EXTRAIT PRÉSENTÉ:
En 1885, les cousins Eugène et Armand Peugeot annoncent vouloir se lancer dans la production de bicyclettes, ce qu’ils feront dès l’année suivante. En 1890, la firme sort un modèle qui séduit les femmes, la Lion. D’où la tête de lion du logo que l’on retrouve toujours sur les voitures Peugeot, 130 ans plus tard.
Peugeot, Daimler, Panhard et Levassor s’associent
Armand Peugeot est un visionnaire et il anticipe le raz-de-marée que l’automobile naissante entraînera. À l’Exposition universelle de Paris, en 1889, Peugeot présente quatre prototypes du Type 1, une voiture tricycle à vapeur dont la chaudière est fabriquée par Léon Serpollet, un nom qui n’est pas inconnu aux amateurs d’histoire automobile. Dans la même exposition, un certain Gottlieb Daimler présente lui aussi une voiture, mais dotée d’un moteur à essence. Peugeot et Daimler s’associent et, en 1891, dévoilent une voiture à quatre roues munie d’un moteur à essence Daimler – fabriqué par Panhard et Levassor – sur un châssis Peugeot.

DONNÉES FOURNIES:
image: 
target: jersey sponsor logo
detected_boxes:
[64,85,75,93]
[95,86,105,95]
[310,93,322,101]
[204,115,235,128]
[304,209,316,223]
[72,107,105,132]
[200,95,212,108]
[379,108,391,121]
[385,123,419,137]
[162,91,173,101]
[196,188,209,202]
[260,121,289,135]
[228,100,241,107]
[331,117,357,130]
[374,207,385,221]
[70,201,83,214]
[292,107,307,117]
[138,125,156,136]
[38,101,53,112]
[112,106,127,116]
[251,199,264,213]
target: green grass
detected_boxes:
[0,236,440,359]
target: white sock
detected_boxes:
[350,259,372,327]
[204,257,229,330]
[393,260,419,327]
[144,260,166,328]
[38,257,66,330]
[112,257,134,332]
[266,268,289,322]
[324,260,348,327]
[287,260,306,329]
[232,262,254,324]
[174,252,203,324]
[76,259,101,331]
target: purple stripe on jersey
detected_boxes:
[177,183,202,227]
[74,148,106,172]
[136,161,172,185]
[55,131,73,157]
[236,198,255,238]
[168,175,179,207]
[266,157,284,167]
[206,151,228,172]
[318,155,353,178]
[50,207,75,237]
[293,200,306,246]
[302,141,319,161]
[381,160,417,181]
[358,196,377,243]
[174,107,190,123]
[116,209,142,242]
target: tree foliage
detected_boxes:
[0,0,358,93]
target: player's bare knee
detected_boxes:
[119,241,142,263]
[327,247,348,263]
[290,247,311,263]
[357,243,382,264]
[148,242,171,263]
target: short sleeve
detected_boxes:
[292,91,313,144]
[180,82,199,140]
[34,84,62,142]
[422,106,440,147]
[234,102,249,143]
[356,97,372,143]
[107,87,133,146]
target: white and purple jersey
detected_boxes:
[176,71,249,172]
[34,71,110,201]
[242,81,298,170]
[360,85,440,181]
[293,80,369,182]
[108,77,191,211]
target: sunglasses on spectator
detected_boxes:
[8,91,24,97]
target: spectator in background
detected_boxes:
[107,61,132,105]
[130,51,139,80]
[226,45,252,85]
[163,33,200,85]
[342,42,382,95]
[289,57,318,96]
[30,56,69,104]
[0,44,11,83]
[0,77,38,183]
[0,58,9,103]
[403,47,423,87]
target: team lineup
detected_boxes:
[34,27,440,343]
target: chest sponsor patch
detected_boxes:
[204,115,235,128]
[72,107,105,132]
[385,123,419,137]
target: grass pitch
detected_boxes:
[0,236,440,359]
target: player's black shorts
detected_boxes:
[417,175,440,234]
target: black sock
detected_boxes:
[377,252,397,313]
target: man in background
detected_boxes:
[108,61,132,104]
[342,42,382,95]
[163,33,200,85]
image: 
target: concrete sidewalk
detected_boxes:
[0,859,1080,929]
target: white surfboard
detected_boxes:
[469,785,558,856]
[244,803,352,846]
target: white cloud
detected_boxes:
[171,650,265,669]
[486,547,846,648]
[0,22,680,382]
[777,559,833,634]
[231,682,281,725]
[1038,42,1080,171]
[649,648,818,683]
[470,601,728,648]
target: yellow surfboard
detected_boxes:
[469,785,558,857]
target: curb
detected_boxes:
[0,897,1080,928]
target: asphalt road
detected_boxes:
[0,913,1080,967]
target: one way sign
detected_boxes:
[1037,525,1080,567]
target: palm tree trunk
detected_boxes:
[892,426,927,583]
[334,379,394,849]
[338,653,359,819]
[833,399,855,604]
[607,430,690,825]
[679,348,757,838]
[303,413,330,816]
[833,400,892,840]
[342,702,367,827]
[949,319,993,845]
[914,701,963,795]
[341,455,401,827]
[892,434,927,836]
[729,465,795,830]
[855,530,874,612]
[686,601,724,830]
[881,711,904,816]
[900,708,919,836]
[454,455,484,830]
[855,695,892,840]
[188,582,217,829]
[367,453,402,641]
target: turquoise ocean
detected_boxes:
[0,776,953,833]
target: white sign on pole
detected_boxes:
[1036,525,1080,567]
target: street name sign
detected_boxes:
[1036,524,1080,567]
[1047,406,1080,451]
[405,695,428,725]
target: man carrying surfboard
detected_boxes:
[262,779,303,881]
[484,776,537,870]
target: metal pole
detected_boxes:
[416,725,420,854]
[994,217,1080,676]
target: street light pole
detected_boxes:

CONSIGNE DE L'EXERCICE:
Pouvez-vous recopier tel quel, dans l'extrait sur les débuts de Peugeot, le passage allant de « Peugeot, Daimler, Panhard » jusqu'à « un châssis Peugeot. » ?

RÉPONSE COMPLÈTE:
Peugeot, Daimler, Panhard et Levassor s’associent
Armand Peugeot est un visionnaire et il anticipe le raz-de-marée que l’automobile naissante entraînera. À l’Exposition universelle de Paris, en 1889, Peugeot présente quatre prototypes du Type 1, une voiture tricycle à vapeur dont la chaudière est fabriquée par Léon Serpollet, un nom qui n’est pas inconnu aux amateurs d’histoire automobile. Dans la même exposition, un certain Gottlieb Daimler présente lui aussi une voiture, mais dotée d’un moteur à essence. Peugeot et Daimler s’associent et, en 1891, dévoilent une voiture à quatre roues munie d’un moteur à essence Daimler – fabriqué par Panhard et Levassor – sur un châssis Peugeot.